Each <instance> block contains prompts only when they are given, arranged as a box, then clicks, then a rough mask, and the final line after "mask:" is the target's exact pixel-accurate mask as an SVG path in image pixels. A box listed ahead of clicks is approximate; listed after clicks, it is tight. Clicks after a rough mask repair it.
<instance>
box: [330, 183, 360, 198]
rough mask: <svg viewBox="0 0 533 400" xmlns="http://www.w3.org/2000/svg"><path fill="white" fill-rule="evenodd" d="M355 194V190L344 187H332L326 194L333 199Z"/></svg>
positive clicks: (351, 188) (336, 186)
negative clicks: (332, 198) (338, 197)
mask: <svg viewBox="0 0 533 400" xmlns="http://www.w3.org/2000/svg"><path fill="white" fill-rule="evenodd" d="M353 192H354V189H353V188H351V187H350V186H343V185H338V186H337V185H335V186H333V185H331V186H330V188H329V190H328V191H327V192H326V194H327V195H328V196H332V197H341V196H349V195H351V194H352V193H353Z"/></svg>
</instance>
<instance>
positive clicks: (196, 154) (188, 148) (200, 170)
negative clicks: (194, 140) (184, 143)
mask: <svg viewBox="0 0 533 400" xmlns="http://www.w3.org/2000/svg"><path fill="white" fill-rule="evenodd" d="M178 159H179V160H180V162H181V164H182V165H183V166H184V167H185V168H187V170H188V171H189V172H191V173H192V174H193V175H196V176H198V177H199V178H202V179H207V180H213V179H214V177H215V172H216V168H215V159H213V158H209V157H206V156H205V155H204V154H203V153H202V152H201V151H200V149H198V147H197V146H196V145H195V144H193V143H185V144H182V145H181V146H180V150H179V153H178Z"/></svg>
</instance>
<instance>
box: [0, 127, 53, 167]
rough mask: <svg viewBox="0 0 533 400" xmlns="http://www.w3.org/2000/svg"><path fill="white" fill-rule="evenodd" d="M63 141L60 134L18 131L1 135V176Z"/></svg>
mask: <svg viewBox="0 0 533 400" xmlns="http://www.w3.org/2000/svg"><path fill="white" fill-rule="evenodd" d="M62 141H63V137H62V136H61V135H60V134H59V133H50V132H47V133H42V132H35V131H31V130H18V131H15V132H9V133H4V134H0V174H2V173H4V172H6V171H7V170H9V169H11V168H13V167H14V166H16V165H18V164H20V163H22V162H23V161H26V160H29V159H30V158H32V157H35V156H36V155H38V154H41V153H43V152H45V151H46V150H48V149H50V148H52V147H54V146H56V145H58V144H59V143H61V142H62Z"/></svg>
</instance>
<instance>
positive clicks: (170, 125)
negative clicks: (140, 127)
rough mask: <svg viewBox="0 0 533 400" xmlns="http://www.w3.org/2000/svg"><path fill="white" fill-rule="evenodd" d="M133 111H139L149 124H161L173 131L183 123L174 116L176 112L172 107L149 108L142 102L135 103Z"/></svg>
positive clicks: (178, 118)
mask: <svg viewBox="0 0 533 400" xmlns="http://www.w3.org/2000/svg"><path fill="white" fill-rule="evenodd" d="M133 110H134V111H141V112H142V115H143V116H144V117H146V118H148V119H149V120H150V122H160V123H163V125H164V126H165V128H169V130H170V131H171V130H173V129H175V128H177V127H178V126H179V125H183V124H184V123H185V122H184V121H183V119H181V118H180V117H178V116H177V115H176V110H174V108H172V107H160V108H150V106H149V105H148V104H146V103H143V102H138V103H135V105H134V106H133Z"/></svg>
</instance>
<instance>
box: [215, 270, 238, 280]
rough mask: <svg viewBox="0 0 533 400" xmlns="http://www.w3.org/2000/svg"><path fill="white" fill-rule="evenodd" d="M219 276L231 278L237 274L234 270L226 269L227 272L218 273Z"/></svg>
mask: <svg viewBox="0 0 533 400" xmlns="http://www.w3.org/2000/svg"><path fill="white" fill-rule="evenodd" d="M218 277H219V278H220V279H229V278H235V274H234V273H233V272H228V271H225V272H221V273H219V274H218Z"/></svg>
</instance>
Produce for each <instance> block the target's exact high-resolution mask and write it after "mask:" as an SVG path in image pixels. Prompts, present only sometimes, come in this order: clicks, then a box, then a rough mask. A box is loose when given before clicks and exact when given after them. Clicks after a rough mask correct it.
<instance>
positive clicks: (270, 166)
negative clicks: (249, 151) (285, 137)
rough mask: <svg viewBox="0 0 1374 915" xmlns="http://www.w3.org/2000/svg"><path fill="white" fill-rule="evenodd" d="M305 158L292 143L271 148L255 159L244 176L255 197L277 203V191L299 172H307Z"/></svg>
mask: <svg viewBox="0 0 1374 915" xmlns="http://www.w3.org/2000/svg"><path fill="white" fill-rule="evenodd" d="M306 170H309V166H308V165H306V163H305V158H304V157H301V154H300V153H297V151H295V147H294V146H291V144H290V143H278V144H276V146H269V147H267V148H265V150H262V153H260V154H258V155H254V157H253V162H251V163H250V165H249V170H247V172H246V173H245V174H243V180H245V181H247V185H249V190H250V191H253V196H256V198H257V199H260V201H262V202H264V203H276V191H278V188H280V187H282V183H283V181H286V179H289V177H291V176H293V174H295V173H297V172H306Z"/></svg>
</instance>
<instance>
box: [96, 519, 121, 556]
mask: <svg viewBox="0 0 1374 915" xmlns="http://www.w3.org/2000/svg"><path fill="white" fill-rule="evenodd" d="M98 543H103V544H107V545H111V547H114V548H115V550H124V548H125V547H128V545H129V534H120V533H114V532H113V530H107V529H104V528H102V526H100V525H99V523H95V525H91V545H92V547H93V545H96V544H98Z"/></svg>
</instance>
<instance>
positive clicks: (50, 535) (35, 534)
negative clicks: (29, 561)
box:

☆ ☆ ☆ ☆ ☆

> **WHAT TO WORK ON**
Once you reach the line containing "positive clicks: (50, 535) (35, 534)", output that line and each one after it exactly, ending with the final line of the listing and adding nothing else.

> **YOUR SOLUTION**
positive clicks: (50, 535) (35, 534)
negative clicks: (29, 561)
box:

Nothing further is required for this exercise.